**Entries from a point annotation set:**
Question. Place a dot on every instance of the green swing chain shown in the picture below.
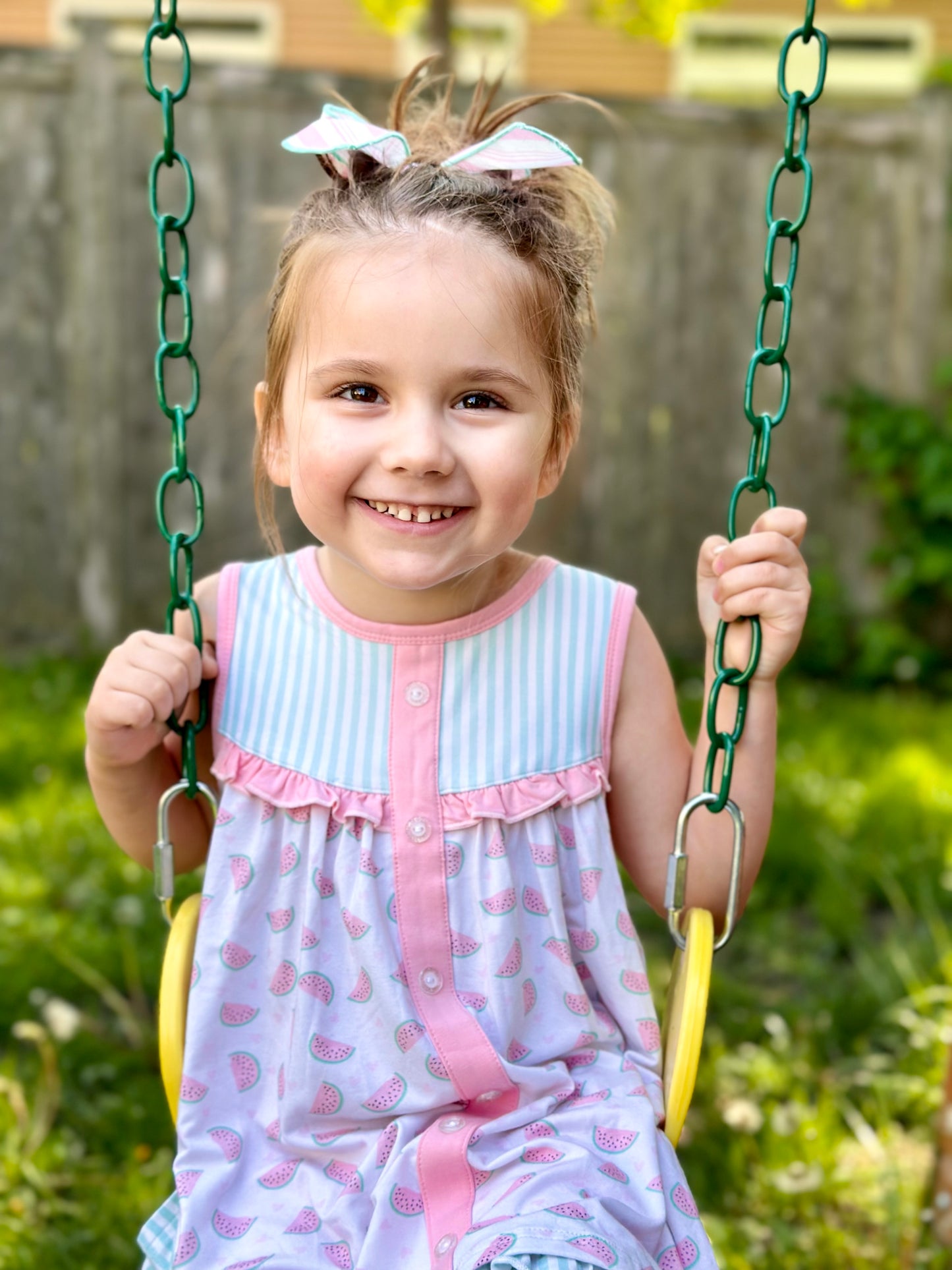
(777, 293)
(754, 482)
(175, 285)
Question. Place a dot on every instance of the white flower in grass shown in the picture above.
(743, 1114)
(63, 1019)
(797, 1178)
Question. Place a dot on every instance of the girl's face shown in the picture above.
(412, 388)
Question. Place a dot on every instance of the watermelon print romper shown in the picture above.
(419, 1027)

**Work to complete:**
Reproduce every one of the items above word for word, leaving out the pictures.

**Expected answer:**
Question. Place a dot on every instance of the green swing chain shown in the picture below.
(777, 293)
(754, 482)
(175, 285)
Question. Place a dot on every instance of the white flower in grass shown in the picture above.
(743, 1114)
(63, 1019)
(797, 1178)
Question. Place a dot on every instance of the girl's face shown in the picture above.
(412, 388)
Question. Place a dot on every instance of the watermelon print romper shown in the picture above.
(419, 1027)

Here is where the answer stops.